Data excerpts:
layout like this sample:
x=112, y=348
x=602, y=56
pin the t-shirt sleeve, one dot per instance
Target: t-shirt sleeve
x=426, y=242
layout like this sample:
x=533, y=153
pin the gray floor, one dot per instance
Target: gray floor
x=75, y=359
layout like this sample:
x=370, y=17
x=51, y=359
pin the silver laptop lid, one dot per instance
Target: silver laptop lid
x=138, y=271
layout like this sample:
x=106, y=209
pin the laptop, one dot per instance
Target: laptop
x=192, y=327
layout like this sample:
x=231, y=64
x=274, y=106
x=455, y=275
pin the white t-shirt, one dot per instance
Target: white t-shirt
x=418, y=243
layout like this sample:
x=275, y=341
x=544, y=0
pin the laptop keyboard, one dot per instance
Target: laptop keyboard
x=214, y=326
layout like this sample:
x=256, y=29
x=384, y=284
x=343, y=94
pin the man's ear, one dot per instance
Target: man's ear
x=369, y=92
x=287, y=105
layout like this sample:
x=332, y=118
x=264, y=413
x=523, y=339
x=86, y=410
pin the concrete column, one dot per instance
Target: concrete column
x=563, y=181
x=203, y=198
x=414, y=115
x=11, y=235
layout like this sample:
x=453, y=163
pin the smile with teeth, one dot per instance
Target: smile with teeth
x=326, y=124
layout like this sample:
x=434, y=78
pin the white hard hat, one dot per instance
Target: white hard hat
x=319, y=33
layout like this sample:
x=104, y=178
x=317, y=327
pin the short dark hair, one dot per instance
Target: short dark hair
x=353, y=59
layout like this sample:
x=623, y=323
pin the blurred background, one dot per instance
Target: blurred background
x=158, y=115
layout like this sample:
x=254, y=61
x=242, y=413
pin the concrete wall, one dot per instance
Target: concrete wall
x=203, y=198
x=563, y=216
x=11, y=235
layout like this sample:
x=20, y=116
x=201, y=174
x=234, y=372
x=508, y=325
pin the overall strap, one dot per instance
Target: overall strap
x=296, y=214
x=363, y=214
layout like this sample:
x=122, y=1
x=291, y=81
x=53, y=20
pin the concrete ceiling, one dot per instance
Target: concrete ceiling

Task prompt:
Restate the entire listing verbatim.

Answer:
layout like this sample:
x=112, y=348
x=602, y=56
pin the t-shirt sleeve, one dot per instance
Target: t-shirt sleeve
x=426, y=242
layout like this sample:
x=533, y=153
pin the gray floor, one dot per instance
Target: gray floor
x=75, y=359
layout like this sample:
x=370, y=17
x=51, y=359
pin the silver laptop lid, one dot per instance
Target: silver laptop lid
x=138, y=271
layout like this sample:
x=106, y=209
pin the laptop, one dot per instance
Target: laptop
x=192, y=327
layout like this sample:
x=231, y=64
x=274, y=106
x=455, y=275
pin the white t-shirt, one dot per instance
Target: white t-shirt
x=418, y=243
layout like this sample:
x=275, y=341
x=544, y=0
pin the laptop keyboard, one dot per instance
Target: laptop keyboard
x=214, y=326
layout like this sample:
x=256, y=29
x=384, y=284
x=343, y=94
pin the man's ear, one dot per instance
Target: man's ear
x=369, y=92
x=287, y=105
layout like this sample:
x=332, y=118
x=264, y=413
x=523, y=339
x=86, y=410
pin the concrete column, one dot per instance
Target: concrete column
x=563, y=181
x=203, y=198
x=414, y=115
x=11, y=235
layout like this sample:
x=453, y=163
pin the smile with teeth, one dot per instance
Target: smile with teeth
x=326, y=124
layout like this sample:
x=434, y=78
pin the white hard hat, one dot per instance
Target: white hard hat
x=319, y=33
layout like this sample:
x=104, y=178
x=317, y=327
pin the short dark hair, one dot per instance
Target: short dark hair
x=353, y=59
layout like this sample:
x=623, y=323
pin the blurred background, one dot per instance
Target: blurred background
x=158, y=115
layout like this sample:
x=254, y=61
x=242, y=413
pin the concrete wall, one dot per instance
Target: concrete wall
x=203, y=198
x=563, y=216
x=11, y=235
layout like this sample:
x=20, y=116
x=201, y=174
x=234, y=372
x=508, y=325
pin the overall strap, one dot per instance
Target: overall strap
x=296, y=214
x=363, y=214
layout like this sample:
x=122, y=1
x=291, y=81
x=53, y=20
pin the concrete ceiling, one dot per instance
Target: concrete ceiling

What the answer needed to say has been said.